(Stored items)
--*--
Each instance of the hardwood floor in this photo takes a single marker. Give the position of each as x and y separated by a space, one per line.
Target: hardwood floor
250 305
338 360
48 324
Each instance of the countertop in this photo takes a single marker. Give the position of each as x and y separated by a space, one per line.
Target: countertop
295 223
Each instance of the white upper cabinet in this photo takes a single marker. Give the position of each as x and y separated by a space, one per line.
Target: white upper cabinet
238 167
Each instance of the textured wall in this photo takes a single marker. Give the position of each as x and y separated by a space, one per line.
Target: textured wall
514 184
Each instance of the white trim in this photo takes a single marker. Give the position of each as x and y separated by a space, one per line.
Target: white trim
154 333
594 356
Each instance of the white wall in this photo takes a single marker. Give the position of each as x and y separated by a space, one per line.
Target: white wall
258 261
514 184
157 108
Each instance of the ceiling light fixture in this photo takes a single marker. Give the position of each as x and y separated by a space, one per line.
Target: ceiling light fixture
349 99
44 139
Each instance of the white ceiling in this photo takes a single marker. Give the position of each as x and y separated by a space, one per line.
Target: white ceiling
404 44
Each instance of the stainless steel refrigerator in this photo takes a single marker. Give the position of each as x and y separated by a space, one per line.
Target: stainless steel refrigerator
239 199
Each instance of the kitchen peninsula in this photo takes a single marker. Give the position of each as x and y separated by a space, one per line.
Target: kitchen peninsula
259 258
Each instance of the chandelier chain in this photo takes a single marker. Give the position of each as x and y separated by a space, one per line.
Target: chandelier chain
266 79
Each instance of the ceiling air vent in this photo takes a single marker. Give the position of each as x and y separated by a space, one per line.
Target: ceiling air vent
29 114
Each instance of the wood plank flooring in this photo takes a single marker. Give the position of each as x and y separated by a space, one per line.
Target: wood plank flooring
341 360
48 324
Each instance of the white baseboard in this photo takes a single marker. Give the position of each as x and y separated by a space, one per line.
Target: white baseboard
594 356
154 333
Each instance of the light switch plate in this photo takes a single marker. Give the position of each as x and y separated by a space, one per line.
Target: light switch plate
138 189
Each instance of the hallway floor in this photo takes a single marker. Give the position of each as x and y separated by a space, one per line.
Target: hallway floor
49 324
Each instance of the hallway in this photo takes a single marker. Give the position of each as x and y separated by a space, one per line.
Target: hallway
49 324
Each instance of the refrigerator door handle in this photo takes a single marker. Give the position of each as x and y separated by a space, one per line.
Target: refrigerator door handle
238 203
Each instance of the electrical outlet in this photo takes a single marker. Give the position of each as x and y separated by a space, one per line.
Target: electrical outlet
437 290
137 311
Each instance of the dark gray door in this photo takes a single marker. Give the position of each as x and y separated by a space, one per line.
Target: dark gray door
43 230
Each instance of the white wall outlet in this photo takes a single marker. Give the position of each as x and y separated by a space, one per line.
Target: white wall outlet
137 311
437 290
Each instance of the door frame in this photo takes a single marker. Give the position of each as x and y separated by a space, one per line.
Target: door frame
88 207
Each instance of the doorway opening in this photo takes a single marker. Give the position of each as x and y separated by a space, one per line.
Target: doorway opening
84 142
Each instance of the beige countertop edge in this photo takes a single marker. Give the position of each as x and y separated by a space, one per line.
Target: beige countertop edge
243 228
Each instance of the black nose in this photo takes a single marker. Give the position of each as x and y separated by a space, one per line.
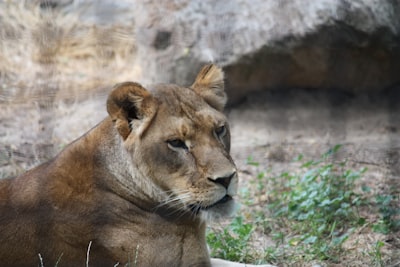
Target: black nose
224 181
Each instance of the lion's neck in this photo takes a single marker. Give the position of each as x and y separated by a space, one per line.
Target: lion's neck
119 174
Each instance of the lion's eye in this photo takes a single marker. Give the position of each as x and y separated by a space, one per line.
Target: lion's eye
220 131
177 143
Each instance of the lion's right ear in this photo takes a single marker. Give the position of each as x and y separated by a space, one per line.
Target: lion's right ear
130 101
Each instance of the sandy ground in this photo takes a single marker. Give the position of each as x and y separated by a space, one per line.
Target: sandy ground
271 127
46 105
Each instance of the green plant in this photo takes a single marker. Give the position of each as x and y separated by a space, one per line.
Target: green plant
231 242
376 254
320 205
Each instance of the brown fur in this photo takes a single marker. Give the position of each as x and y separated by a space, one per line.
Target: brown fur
127 187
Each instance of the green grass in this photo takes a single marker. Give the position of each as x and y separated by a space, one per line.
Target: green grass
308 215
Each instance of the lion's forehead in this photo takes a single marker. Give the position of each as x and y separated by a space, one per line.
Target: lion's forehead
187 111
193 124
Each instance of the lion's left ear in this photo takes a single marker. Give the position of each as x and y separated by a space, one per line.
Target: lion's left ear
129 104
209 84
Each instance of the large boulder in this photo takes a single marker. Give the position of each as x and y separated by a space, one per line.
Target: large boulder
351 45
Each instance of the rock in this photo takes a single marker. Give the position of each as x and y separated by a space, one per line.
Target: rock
351 45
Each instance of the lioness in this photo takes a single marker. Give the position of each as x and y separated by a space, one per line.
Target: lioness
136 190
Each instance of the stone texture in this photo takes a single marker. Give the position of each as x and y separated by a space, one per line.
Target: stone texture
351 45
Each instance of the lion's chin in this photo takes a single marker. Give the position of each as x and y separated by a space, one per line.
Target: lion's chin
223 208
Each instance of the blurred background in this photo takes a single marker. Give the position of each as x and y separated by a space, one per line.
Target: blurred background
302 76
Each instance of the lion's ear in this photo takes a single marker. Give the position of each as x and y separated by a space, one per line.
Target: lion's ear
127 102
209 84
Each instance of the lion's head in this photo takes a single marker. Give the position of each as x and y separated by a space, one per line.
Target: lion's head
178 140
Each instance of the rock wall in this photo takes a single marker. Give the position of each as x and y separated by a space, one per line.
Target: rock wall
351 45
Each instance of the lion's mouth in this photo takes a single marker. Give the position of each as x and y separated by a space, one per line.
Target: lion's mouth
196 208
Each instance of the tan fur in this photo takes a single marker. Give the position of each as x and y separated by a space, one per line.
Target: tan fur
139 187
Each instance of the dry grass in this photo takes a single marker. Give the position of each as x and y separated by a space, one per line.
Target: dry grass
56 68
57 49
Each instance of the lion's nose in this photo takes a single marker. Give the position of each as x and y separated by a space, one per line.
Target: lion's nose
224 181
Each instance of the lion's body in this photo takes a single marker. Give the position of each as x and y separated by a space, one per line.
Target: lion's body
136 190
59 208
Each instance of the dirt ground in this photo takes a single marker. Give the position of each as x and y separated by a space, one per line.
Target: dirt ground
270 127
53 92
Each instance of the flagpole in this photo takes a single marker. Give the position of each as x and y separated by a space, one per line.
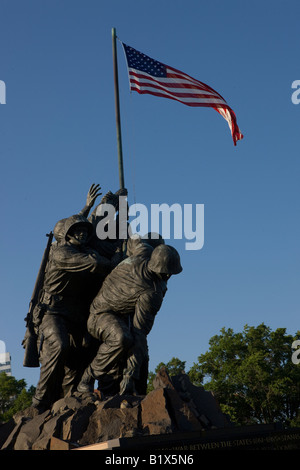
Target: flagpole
117 107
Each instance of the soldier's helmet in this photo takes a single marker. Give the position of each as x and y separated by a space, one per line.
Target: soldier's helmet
165 260
74 220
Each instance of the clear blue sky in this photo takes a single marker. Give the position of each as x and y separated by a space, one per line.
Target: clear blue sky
58 135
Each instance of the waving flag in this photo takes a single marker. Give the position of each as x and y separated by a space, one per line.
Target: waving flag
147 75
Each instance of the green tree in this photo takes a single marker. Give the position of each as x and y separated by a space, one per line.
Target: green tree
252 374
13 396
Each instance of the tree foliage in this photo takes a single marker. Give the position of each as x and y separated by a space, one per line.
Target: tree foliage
251 373
13 396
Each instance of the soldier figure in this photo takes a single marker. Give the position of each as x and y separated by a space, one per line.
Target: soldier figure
122 315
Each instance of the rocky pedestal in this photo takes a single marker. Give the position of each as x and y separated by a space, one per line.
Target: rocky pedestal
175 406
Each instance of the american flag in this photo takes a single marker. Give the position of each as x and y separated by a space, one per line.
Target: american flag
147 75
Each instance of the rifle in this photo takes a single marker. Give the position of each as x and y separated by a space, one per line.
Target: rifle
31 356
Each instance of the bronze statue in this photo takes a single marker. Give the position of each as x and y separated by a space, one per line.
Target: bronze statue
74 273
122 315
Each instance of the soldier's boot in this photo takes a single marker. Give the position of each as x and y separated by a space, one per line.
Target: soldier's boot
127 386
86 384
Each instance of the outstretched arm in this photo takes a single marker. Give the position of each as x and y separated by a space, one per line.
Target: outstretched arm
92 195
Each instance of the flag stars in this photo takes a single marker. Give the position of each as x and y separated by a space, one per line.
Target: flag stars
142 62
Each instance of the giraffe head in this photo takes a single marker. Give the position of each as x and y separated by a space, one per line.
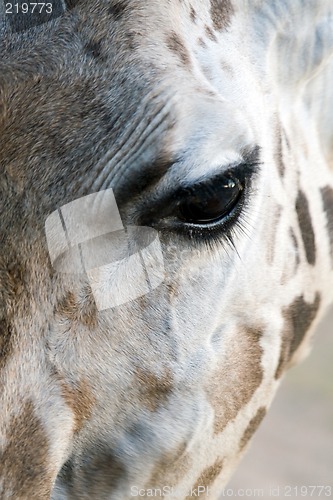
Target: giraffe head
209 121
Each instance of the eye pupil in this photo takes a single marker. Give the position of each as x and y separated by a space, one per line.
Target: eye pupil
206 203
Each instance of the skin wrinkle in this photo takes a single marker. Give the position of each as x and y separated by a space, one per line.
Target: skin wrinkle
233 384
134 151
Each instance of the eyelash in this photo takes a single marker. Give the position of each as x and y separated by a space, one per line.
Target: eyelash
225 230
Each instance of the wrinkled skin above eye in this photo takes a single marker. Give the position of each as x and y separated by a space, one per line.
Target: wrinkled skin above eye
205 203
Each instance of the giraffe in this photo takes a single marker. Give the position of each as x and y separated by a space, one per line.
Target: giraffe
211 122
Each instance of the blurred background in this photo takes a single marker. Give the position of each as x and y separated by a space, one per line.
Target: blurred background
294 444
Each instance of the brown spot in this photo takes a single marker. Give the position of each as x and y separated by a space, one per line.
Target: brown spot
94 49
154 391
210 33
221 12
240 374
305 224
91 477
202 43
206 479
193 14
176 45
252 427
80 400
79 310
117 9
24 462
6 334
295 245
298 318
170 469
327 199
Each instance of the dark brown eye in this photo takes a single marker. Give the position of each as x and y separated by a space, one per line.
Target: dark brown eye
209 202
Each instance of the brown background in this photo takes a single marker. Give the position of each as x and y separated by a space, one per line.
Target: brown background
294 445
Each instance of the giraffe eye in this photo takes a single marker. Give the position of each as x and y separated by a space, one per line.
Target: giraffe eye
209 202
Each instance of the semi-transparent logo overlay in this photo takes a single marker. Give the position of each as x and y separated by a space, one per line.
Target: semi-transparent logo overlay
87 236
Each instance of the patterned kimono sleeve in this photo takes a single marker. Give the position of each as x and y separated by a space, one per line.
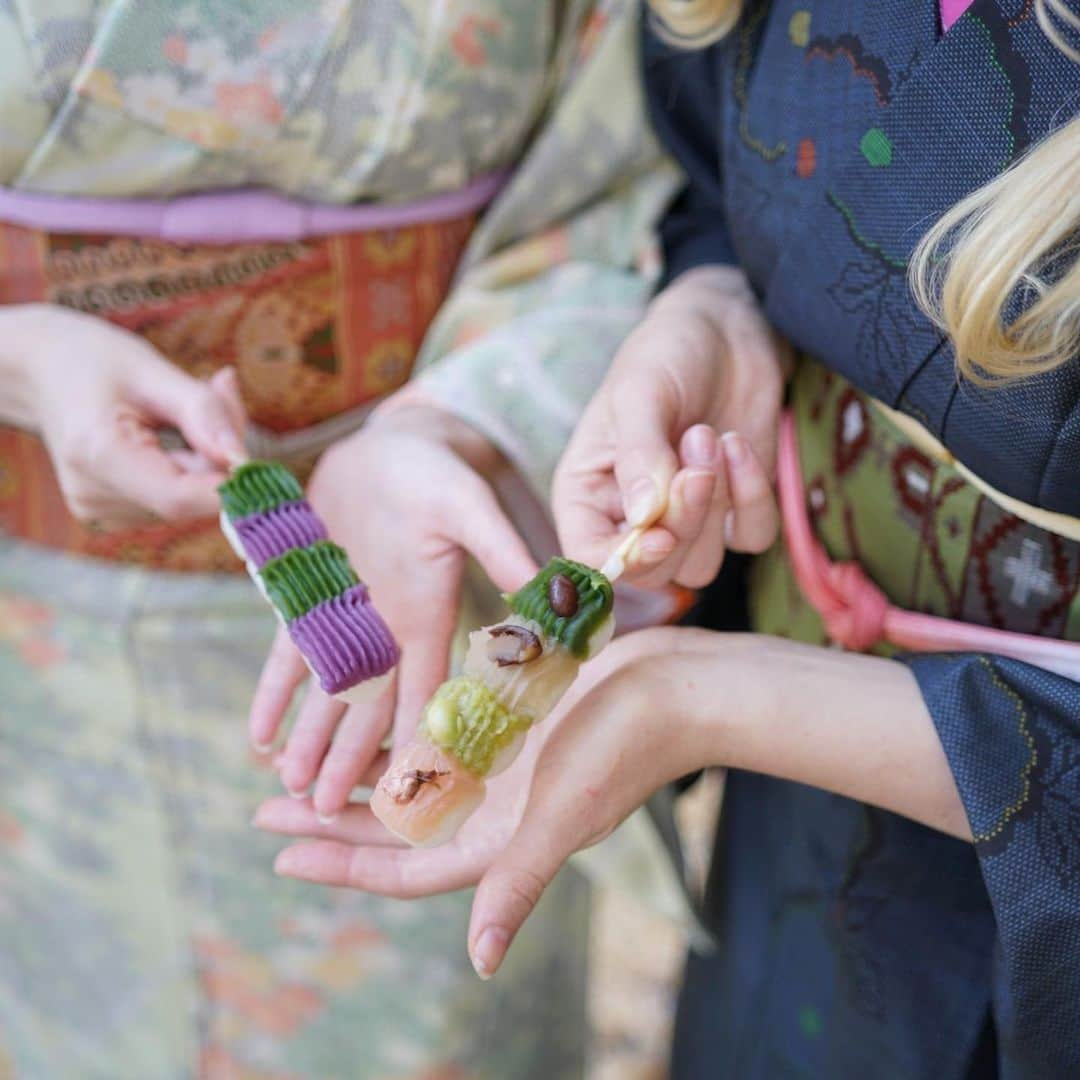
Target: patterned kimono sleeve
--*--
TASK INSTRUCTIONS
The required output is the lines from the one containing "Each instance of the skin" through the end of the records above, reproduced exactly, with no pictures.

RIGHT ANSWER
Each instance of the skin wrinkle in this photo takes a single marker. Give the position of each as x and y separated by a space, one per line.
Target: skin wrinkle
233 384
134 151
Each instance of the eyelash in this photo takes a single marker. Give the position of each as x and y separated by a space, one per line.
Target: eyelash
225 230
Each instance of the wrinkled skin above eye in this photo takes a single marker. Give the position of each as x and y separated by a space, one per line.
Target: wrinkled skin above eye
205 203
Each instance of the giraffe in this photo takes a single marker. Give the position of each as x and y separated by a space, one per line.
Target: giraffe
211 122
Each instance of the blurred background in this photo takes a single marker. Give the position of each as x and y separated by a space, one per line.
Target: blurred background
294 444
Each instance of the brown spot in this photo takes a single marker. Give the position of each as x and y separated by a space, one per line.
Target: brown spot
94 49
154 391
210 33
221 12
240 374
305 224
91 477
202 43
206 479
193 14
176 45
252 427
80 400
79 310
117 9
24 462
6 334
295 245
298 318
170 469
327 199
Each instance of the dark brown eye in this photo takes a single marker. Give the position of each as x and y separated by a space, one per line.
Target: dark brown eye
209 202
Each instance of the brown background in this photo takes a single marker. Give the position of each as x and y separated by a space, one per line.
Target: brown background
294 445
Each instance of the giraffe eye in this photo takes a single marker. Give the position of each as x and y separated by a space, one per line.
Target: giraffe eye
209 202
Each instance of the semi-transparent logo overlay in this photo takes a single marker. Give the position of each as x and y separated by a space, one per line.
Target: semi-transparent logo overlay
87 236
Each instance of the patterned kimono sleeve in this photo takes a single marker. Give the position of each as x and y separated by a space, one per line.
Target: patterned kimono sleeve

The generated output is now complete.